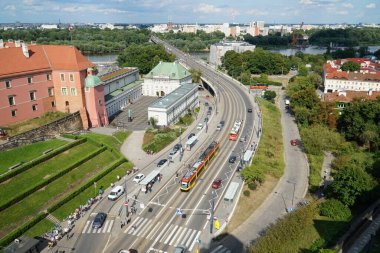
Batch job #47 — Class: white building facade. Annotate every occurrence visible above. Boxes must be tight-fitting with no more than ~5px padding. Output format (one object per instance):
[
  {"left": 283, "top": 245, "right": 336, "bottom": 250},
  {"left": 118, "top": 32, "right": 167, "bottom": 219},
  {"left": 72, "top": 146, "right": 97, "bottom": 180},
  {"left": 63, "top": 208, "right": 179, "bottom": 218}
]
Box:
[
  {"left": 209, "top": 41, "right": 256, "bottom": 66},
  {"left": 142, "top": 61, "right": 192, "bottom": 97},
  {"left": 148, "top": 84, "right": 198, "bottom": 126}
]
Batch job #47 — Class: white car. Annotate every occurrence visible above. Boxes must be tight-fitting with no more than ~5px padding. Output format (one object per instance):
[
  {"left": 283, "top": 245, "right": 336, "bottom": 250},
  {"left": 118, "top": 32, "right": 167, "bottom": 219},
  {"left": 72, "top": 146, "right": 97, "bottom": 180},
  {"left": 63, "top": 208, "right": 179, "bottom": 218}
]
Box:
[
  {"left": 108, "top": 185, "right": 124, "bottom": 200},
  {"left": 133, "top": 173, "right": 145, "bottom": 183},
  {"left": 197, "top": 123, "right": 204, "bottom": 130}
]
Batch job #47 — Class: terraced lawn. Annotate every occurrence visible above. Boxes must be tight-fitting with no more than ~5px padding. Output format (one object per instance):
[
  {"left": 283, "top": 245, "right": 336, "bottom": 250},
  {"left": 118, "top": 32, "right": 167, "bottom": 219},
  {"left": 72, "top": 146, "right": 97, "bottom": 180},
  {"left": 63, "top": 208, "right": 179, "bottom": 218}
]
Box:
[
  {"left": 0, "top": 139, "right": 67, "bottom": 175},
  {"left": 0, "top": 150, "right": 116, "bottom": 238},
  {"left": 0, "top": 141, "right": 98, "bottom": 207},
  {"left": 52, "top": 162, "right": 133, "bottom": 220}
]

ABOUT THIS EXERCISE: The entire listing above is to be copied exactly, with all pictures omitted.

SOLUTION FOR THIS PROBLEM:
Batch job #47 — Class: white building facade. Annotate every occurrence visible above. Boxes must be tight-fitting with no more than ~5px padding. Output format (one object per instance):
[
  {"left": 283, "top": 245, "right": 336, "bottom": 250},
  {"left": 118, "top": 32, "right": 167, "bottom": 219},
  {"left": 72, "top": 146, "right": 97, "bottom": 180},
  {"left": 63, "top": 208, "right": 179, "bottom": 218}
]
Box:
[
  {"left": 209, "top": 41, "right": 256, "bottom": 66},
  {"left": 142, "top": 61, "right": 192, "bottom": 97},
  {"left": 148, "top": 84, "right": 198, "bottom": 126}
]
Batch job #47 — Class: white car. Annotate every occurrence visible above. Boxes must be tight-fitting with no more than ~5px padding. Output format (one object per instance):
[
  {"left": 283, "top": 245, "right": 336, "bottom": 250},
  {"left": 118, "top": 32, "right": 167, "bottom": 219},
  {"left": 72, "top": 146, "right": 97, "bottom": 180},
  {"left": 63, "top": 208, "right": 179, "bottom": 218}
]
Box:
[
  {"left": 108, "top": 185, "right": 124, "bottom": 200},
  {"left": 133, "top": 173, "right": 145, "bottom": 183},
  {"left": 197, "top": 123, "right": 204, "bottom": 130}
]
Batch job #47 — Class: terraced lawn. Annotate every occurrence visible above. Boxes must be tight-fitting with no more than ~5px padding. Output format (one object per instance):
[
  {"left": 283, "top": 245, "right": 336, "bottom": 250},
  {"left": 118, "top": 32, "right": 167, "bottom": 219},
  {"left": 72, "top": 146, "right": 97, "bottom": 180},
  {"left": 63, "top": 208, "right": 179, "bottom": 218}
]
Box:
[
  {"left": 0, "top": 139, "right": 67, "bottom": 175},
  {"left": 0, "top": 150, "right": 116, "bottom": 238},
  {"left": 0, "top": 141, "right": 98, "bottom": 207},
  {"left": 52, "top": 162, "right": 133, "bottom": 220}
]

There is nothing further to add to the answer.